Repeat, without any change, the entries presented below.

**Saved entries:**
[Begin]

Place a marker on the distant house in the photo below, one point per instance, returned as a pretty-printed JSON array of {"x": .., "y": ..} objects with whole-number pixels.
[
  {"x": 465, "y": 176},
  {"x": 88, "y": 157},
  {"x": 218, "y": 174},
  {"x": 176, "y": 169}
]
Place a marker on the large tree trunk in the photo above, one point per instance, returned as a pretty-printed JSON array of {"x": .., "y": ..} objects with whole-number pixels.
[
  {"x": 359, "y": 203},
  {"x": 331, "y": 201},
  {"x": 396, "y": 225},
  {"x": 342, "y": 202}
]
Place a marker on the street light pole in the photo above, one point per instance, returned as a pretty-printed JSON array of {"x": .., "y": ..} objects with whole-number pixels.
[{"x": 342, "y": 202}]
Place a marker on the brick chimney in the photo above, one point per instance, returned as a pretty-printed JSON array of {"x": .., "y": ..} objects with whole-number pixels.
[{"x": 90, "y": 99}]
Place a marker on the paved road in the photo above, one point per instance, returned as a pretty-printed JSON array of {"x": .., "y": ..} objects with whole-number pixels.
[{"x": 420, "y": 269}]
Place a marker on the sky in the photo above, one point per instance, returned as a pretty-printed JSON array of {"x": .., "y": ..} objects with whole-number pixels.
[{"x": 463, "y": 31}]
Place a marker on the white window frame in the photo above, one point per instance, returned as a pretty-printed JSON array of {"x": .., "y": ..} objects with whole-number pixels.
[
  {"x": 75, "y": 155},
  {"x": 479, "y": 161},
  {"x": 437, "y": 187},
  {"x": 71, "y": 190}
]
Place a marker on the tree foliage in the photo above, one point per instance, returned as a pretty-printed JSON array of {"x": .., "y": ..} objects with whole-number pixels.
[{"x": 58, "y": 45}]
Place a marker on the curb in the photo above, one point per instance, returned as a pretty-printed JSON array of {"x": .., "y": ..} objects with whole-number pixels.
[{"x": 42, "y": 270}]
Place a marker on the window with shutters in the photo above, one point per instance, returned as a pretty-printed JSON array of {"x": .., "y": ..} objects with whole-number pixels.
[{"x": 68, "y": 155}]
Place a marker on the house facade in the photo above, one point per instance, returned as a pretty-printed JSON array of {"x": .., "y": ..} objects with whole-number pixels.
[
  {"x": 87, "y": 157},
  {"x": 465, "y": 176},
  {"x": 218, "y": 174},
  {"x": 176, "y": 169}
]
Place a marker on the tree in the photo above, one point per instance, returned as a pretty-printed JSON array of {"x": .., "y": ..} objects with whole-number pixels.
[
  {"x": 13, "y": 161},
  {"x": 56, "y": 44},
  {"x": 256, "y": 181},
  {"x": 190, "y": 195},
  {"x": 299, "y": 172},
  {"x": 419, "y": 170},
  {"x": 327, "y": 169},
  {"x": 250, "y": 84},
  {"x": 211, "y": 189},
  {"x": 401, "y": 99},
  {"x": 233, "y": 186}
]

[End]

**Exercise solution:**
Place a marker on the distant house in the photo below, one point per instance, returned as a pretty-printed JSON array of {"x": .., "y": ..} objects with whole-number pixels.
[
  {"x": 465, "y": 176},
  {"x": 88, "y": 157},
  {"x": 218, "y": 174},
  {"x": 176, "y": 169}
]
Place a marker on the large tree trunk in the photo above, one point per instance, returned as a pretty-printed JSON array of {"x": .., "y": ..} objects with whole-number pixels.
[
  {"x": 359, "y": 203},
  {"x": 331, "y": 201},
  {"x": 396, "y": 225},
  {"x": 342, "y": 202}
]
Place a marker on the street light pole in the photo above, one point per instance, returned as a pretty-printed JSON array of {"x": .., "y": ..} objects with whole-number pixels.
[{"x": 342, "y": 202}]
Place a marker on the brick chimney in the photo above, one point per instance, returned as a pretty-printed JSON array of {"x": .., "y": ..} objects with whole-number pixels.
[{"x": 90, "y": 99}]
Place a marker on the paved road in the photo above, one point per instance, returned as a pretty-printed JSON array of {"x": .., "y": ..} objects with whole-number pixels.
[{"x": 420, "y": 269}]
Place a marker on the sky in the photo above, one point per instance, returned as a pretty-printed JSON array of {"x": .., "y": ..} objects with whole-number pixels.
[{"x": 463, "y": 31}]
Place a marker on the white window frame in the photo above, one point per instance, returned as a pretty-printed JSON array of {"x": .., "y": ..} objects with whole-number pixels.
[
  {"x": 75, "y": 155},
  {"x": 479, "y": 161},
  {"x": 437, "y": 187},
  {"x": 71, "y": 190}
]
Place a marker on the tree foliage in the photo above, one point per instance, returned as a pretty-printed JSON array of {"x": .., "y": ..} objects with whole-number pixels.
[{"x": 58, "y": 45}]
Place a marker on the curb in the photo above, one point per instance, returned as a pretty-printed JSON array of {"x": .., "y": ..} objects with whole-number pixels.
[{"x": 42, "y": 270}]
Place a marker on the window with shutters in the photo above, one point per instance, returned as a pretty-printed JSON array of {"x": .., "y": ..} objects with whole-number pixels.
[{"x": 68, "y": 155}]
Place a marker on the house facade in the photo above, one point per instance, returned as a pretty-printed JSON array of {"x": .., "y": ..} objects with whole-number pixels.
[
  {"x": 87, "y": 157},
  {"x": 465, "y": 176},
  {"x": 218, "y": 174},
  {"x": 176, "y": 169}
]
Place a marker on the tree in the photo above, one point per instance, returned as a pretty-printed JSON array of {"x": .., "y": ..} objects with whole-number pixels.
[
  {"x": 13, "y": 161},
  {"x": 56, "y": 44},
  {"x": 256, "y": 181},
  {"x": 190, "y": 195},
  {"x": 299, "y": 172},
  {"x": 419, "y": 170},
  {"x": 327, "y": 169},
  {"x": 250, "y": 84},
  {"x": 211, "y": 189},
  {"x": 401, "y": 99},
  {"x": 233, "y": 186}
]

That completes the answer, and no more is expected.